TEXTE DE LECTURE
╔══
Une douleur foudroyante me saisit dans le bas du dos et déjà, un gendarme se précipite sur moi pour me passer les menottes. Je crie de douleur, immobile. Un autre lui ordonne « ne lui mets pas les menottes, appelle les pompiers ! » pour qu’il relâche son étreinte insoutenable.
Une fois à l’hôpital, shooté à la morphine pour étouffer une douleur que j’estime à 9/10, un gendarme demande à prendre ma déposition sitôt la première consultation terminée. J’insiste pour qu’il daigne appeler mon avocate, dont il fait mine de ne pas trouver le numéro. Durant l’audition, il ré-interprète toutes mes déclarations que je persiste à faire modifier.
Après la scanner, alors que je m’attends à ce que la médecin vienne me voir avec les radios, elle me demande seulement si je suis capable de me lever. Je lui réponds que je n’ai pas encore essayé.
Elle me tire par le bras pour me mettre sur pied, la douleur m’envahit. Elle sort aussitôt alors que je me rallonge péniblement.
Deux gendarmes entrent alors dans la pièce : « Bonjour, il est 15h10, vous êtes placé en garde à vue ».
Situation lunaire. Je leur explique que je suis tombé d’un arbre ce matin et que je ne pense pas être en état d’aller en garde à vue aujourd’hui. Ils m’affirment que ce n’est pas l’avis du médecin. Je n’en reviens pas.
Alors que c’est l’interne, une femme racisée, qui s’occupait de moi depuis le début, j’entends un gendarme demander derrière la porte « quand est-ce qu’un vrai médecin va venir » me voir histoire qu’ils puissent m’embarquer. Le ‘titulaire’ fini par arriver et m’explique que c’est lui qui supervise mon dossier depuis ce matin et que mon état est « compatible avec la garde à vue ».
Je lui explique que j’ai encore mal et que je pense avoir besoin de me reposer à l’hôpital au moins aujourd’hui avant de passer par l’inévitable garde à vue. Il me répond que même si je souffre, mon « état n’est pas incompatible avec la garde à vue ». Quand je lui fais remarquer que je n’ai pas vu les radios, il me répond que lui non plus et m’invective : « vous êtes médecin ? ».
Il poursuit dans mon silence : « moi je ne suis pas radiologue, si mon collègue me dit qu’il n’y a pas de fracture, et s’il n’y a pas de fracture alors votre état est compatible avec la garde à vue ».
╚══
Données d'expressions référentielles sur photos
╔══
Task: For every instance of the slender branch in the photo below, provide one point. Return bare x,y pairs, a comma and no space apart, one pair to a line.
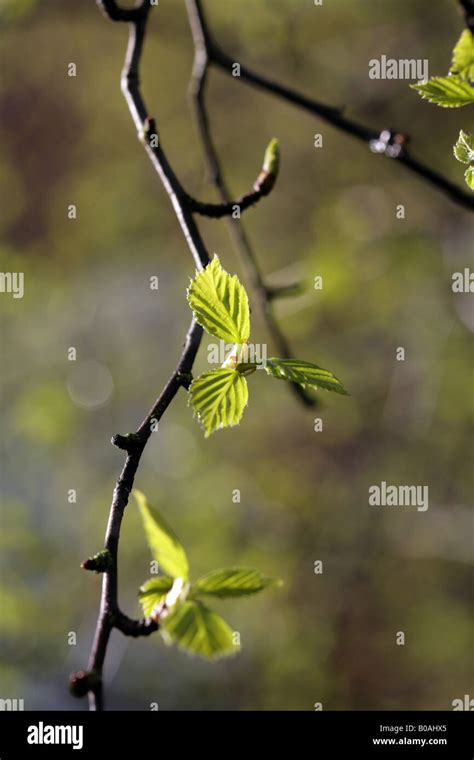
242,244
467,6
110,615
333,116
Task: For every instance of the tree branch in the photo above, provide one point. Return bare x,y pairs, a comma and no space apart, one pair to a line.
333,116
110,615
467,6
239,237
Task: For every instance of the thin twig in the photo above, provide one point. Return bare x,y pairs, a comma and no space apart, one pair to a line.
110,615
467,6
240,239
334,116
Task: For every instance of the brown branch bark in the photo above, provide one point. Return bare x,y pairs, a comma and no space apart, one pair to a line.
334,116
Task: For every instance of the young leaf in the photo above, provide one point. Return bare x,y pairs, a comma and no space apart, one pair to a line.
271,165
448,92
232,582
153,592
463,56
464,148
219,398
304,373
469,177
163,543
219,303
194,627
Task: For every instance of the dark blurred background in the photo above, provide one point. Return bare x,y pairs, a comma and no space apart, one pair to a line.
327,638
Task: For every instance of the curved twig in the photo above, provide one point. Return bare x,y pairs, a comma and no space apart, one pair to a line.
334,116
265,293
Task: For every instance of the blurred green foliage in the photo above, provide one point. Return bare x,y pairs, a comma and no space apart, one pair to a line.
326,637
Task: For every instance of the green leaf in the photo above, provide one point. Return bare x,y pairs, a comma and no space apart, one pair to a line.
271,165
219,398
464,148
153,592
469,177
220,304
304,373
232,582
463,56
163,543
448,92
198,630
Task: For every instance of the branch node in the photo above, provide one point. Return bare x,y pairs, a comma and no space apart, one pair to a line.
83,681
185,379
128,442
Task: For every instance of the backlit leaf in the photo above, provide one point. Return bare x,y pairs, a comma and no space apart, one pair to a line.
163,543
220,304
232,582
198,630
448,92
306,374
219,398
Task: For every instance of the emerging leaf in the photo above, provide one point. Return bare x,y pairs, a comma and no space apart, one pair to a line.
219,398
463,56
197,629
448,92
232,582
464,148
220,304
153,592
163,543
271,165
304,373
469,177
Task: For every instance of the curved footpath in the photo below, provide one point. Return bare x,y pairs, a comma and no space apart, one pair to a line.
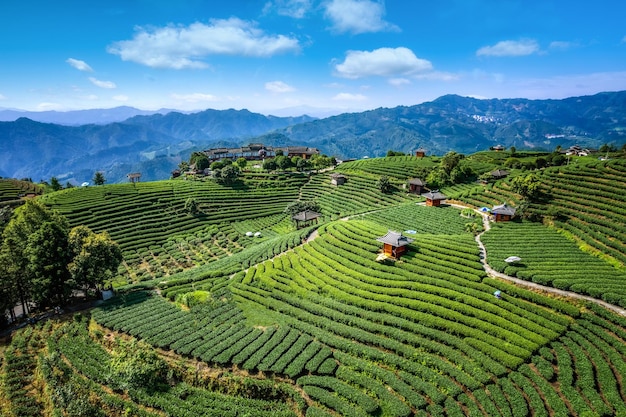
493,273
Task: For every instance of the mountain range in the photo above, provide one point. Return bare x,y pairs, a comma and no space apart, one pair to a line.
154,144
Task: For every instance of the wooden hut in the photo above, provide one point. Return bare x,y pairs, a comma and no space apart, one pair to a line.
394,244
134,177
434,198
498,174
338,179
304,218
416,185
502,213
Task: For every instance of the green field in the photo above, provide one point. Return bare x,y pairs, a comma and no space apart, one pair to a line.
284,326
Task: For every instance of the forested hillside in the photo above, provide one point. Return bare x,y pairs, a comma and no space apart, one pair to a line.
225,305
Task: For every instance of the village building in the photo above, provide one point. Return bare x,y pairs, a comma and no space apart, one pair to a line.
305,218
258,151
338,179
502,213
416,185
434,198
394,244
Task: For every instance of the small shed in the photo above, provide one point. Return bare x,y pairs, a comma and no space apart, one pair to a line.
394,244
338,179
306,217
503,213
416,185
434,198
499,174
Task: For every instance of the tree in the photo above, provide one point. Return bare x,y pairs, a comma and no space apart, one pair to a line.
27,220
528,186
437,178
384,185
200,159
95,257
48,255
282,162
135,364
450,160
303,164
227,175
269,164
191,206
55,184
98,178
299,206
183,166
217,165
320,161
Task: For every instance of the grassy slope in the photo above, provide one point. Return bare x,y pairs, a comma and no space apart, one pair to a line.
422,336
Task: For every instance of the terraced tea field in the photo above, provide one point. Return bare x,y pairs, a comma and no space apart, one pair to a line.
284,326
420,336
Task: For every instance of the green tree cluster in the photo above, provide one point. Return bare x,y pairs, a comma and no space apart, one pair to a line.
98,178
227,175
299,206
528,186
43,261
384,185
451,170
135,364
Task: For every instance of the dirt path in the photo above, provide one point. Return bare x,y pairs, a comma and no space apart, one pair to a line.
533,285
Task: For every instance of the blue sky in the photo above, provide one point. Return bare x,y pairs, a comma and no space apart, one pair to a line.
293,56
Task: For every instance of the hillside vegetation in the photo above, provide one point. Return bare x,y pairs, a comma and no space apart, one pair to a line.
310,322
╚══
LE PROBLÈME
Reproduisez tel quel le passage du texte de lecture qui commence par « Une douleur foudroyante » et va jusqu'à « son étreinte insoutenable. » inclus.

SOLUTION DU PROBLÈME
Une douleur foudroyante me saisit dans le bas du dos et déjà, un gendarme se précipite sur moi pour me passer les menottes. Je crie de douleur, immobile. Un autre lui ordonne « ne lui mets pas les menottes, appelle les pompiers ! » pour qu’il relâche son étreinte insoutenable.